Entries in a dataset:
☆ ☆ ☆ ☆ ☆ ☆ ☆

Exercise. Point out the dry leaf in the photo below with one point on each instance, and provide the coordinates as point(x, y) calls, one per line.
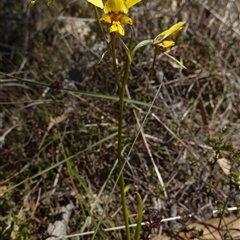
point(225, 165)
point(210, 230)
point(55, 121)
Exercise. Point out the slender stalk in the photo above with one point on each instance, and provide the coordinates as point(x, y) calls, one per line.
point(119, 147)
point(121, 91)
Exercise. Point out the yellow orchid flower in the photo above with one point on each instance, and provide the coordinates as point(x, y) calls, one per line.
point(172, 30)
point(115, 11)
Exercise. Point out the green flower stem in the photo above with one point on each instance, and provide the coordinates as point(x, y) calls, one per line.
point(119, 147)
point(121, 89)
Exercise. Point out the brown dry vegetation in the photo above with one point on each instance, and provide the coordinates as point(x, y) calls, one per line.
point(198, 108)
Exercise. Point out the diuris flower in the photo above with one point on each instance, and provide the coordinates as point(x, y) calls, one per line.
point(116, 13)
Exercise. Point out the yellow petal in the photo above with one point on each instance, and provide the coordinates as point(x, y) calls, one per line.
point(117, 27)
point(130, 3)
point(106, 19)
point(97, 3)
point(126, 20)
point(172, 30)
point(116, 6)
point(165, 45)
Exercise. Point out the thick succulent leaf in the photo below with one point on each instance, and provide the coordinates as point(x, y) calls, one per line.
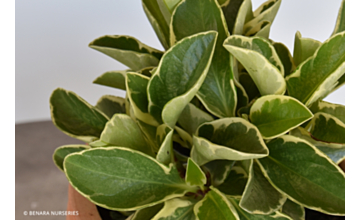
point(123, 131)
point(218, 170)
point(261, 61)
point(327, 128)
point(265, 12)
point(230, 10)
point(147, 213)
point(194, 175)
point(293, 210)
point(114, 79)
point(179, 76)
point(61, 152)
point(293, 167)
point(304, 48)
point(215, 206)
point(157, 21)
point(191, 117)
point(136, 85)
point(246, 215)
point(128, 51)
point(227, 139)
point(317, 76)
point(274, 115)
point(285, 57)
point(111, 105)
point(336, 110)
point(244, 15)
point(261, 30)
point(217, 93)
point(336, 152)
point(165, 154)
point(259, 196)
point(108, 175)
point(177, 209)
point(75, 117)
point(340, 21)
point(235, 181)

☆ ☆ ☆ ☆ ☆ ☆ ☆

(GIVEN REQUEST):
Reproduce every line of the entries above word for word, without the pictures.

(COMPLETE RESPONSE):
Exercise. Point out the dry leaf in the photo below with one point on each instance, and provide the coordinates as point(x, y) calls, one per line.
point(225, 165)
point(210, 230)
point(55, 121)
Exercise. Point out the slender stalk in the photo above with one point on each instance, and provide the coordinates as point(x, y) calls, one per line.
point(119, 147)
point(121, 91)
Exercise. Point out the yellow orchid flower in the photo above with one point on each instance, and provide the coordinates as point(x, y) calls, one per line.
point(172, 30)
point(115, 11)
Exercise. Point out the green flower stem in the photo above with one point on each instance, and provide the coordinates as point(x, y) calls, one per line.
point(119, 147)
point(121, 89)
Exercise. Point out the brown dry vegetation in the photo above with one point on each instance, and provide the coordinates as point(x, y) calls, one per line.
point(198, 108)
Exercise. Point out the diuris flower in the photo above with one point on each instance, and provide the coordinates as point(x, y) calls, one per line.
point(116, 13)
Exercise. Point out the yellow petal in the photo above with one point on each instance, and provide the coordinates as point(x, y) calls, one per line.
point(117, 27)
point(130, 3)
point(106, 19)
point(97, 3)
point(126, 20)
point(172, 30)
point(116, 6)
point(165, 45)
Exercise. Point out the thick succulent leaf in the photo below with one point on each instance, and provide the coordinates as point(x, y) calls, one per line.
point(123, 131)
point(218, 170)
point(261, 61)
point(327, 128)
point(265, 12)
point(230, 10)
point(147, 213)
point(194, 175)
point(293, 210)
point(114, 79)
point(179, 76)
point(61, 152)
point(293, 167)
point(304, 48)
point(215, 206)
point(157, 21)
point(191, 117)
point(136, 85)
point(246, 215)
point(128, 51)
point(227, 139)
point(317, 76)
point(274, 115)
point(285, 57)
point(111, 105)
point(336, 110)
point(244, 15)
point(261, 30)
point(217, 93)
point(336, 152)
point(165, 154)
point(259, 196)
point(108, 175)
point(177, 209)
point(75, 117)
point(340, 21)
point(235, 181)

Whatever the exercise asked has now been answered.